Document text: Begin

Hepatitis B transmission among PWID


The prevalence of antibodies to the hepatitis B core antigen (anti-HBc, a marker of past or current infection with hepatitis B) has declined since 2006. During the period 2004 to 2006 the anti-HBc prevalence fluctuated between 26% and 28%, before declining to 14% (95% CI, 13%-16%) in 2014, 11% (95% CI, 7.9%-15%); and England, 15% (95% CI, 14%-17%).


The prevalence of anti-HBc among recent initiates to injecting drug use taking part in the survey across England, Wales and Northern Ireland was 2.1% (95% CI, 0.74%-4.9%) in 2014. During the period 2004 and 2013 the prevalence in this group fluctuated between 3.1% and 14%, with the prevalence in 2014 significantly lower than in 2004 (8.9%, 95% CI, 4.4%-9.9%).


Hepatitis C transmission among PWID

The prevalence of antibodies to the hepatitis C virus (anti-HCV) among the survey participants across England, Wales and Northern Ireland was 49% (95% CI, 47%-51%) in 2014.

Document text: End
Dataset content: Begin

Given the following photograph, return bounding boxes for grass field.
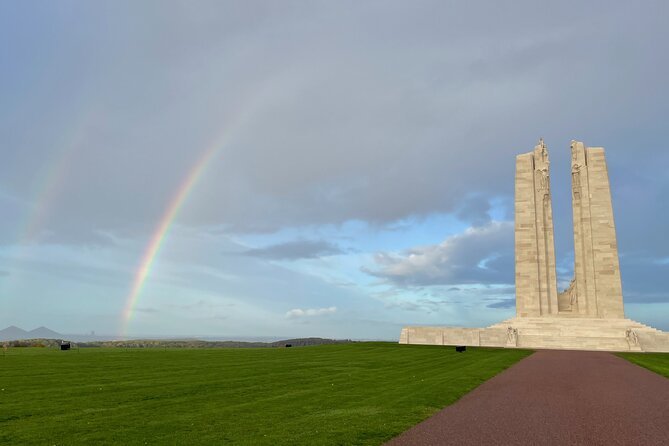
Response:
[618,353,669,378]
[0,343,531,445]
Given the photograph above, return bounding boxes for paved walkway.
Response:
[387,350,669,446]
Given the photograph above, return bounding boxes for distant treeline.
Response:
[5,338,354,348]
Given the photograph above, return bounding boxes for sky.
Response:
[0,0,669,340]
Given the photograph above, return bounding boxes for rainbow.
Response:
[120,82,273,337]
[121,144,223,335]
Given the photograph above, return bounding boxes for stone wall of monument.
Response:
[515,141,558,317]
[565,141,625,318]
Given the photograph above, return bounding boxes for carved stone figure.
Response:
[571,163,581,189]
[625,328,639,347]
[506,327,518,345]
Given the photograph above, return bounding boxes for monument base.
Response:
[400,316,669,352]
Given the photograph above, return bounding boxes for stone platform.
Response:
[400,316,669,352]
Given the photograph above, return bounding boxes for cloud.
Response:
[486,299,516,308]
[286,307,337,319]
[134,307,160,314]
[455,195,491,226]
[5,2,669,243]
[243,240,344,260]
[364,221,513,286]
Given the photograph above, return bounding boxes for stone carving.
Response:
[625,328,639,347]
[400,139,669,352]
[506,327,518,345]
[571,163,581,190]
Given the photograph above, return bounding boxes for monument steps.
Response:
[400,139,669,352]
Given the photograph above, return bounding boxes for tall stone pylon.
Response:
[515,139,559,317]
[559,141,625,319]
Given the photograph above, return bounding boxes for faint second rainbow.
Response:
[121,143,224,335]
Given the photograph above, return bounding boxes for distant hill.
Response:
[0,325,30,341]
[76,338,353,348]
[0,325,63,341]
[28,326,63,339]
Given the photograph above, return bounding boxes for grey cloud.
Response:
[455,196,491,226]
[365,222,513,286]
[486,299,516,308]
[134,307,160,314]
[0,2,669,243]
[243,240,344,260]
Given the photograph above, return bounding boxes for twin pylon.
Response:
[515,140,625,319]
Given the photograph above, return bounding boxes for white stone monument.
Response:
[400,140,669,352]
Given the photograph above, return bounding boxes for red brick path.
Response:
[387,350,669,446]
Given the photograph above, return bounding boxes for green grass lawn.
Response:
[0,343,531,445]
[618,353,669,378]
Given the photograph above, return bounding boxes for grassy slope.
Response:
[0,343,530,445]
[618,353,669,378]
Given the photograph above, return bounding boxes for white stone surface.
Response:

Dataset content: End

* **What is needed**:
Transcribe the full text on hepatitis transmission among PWID without any changes. The lines above were taken from a different source than the text on hepatitis transmission.

* **Response to this task**:
Hepatitis B transmission among PWID


The prevalence of antibodies to the hepatitis B core antigen (anti-HBc, a marker of past or current infection with hepatitis B) has declined since 2006. During the period 2004 to 2006 the anti-HBc prevalence fluctuated between 26% and 28%, before declining to 14% (95% CI, 13%-16%) in 2014, 11% (95% CI, 7.9%-15%); and England, 15% (95% CI, 14%-17%).


The prevalence of anti-HBc among recent initiates to injecting drug use taking part in the survey across England, Wales and Northern Ireland was 2.1% (95% CI, 0.74%-4.9%) in 2014. During the period 2004 and 2013 the prevalence in this group fluctuated between 3.1% and 14%, with the prevalence in 2014 significantly lower than in 2004 (8.9%, 95% CI, 4.4%-9.9%).


Hepatitis C transmission among PWID

The prevalence of antibodies to the hepatitis C virus (anti-HCV) among the survey participants across England, Wales and Northern Ireland was 49% (95% CI, 47%-51%) in 2014.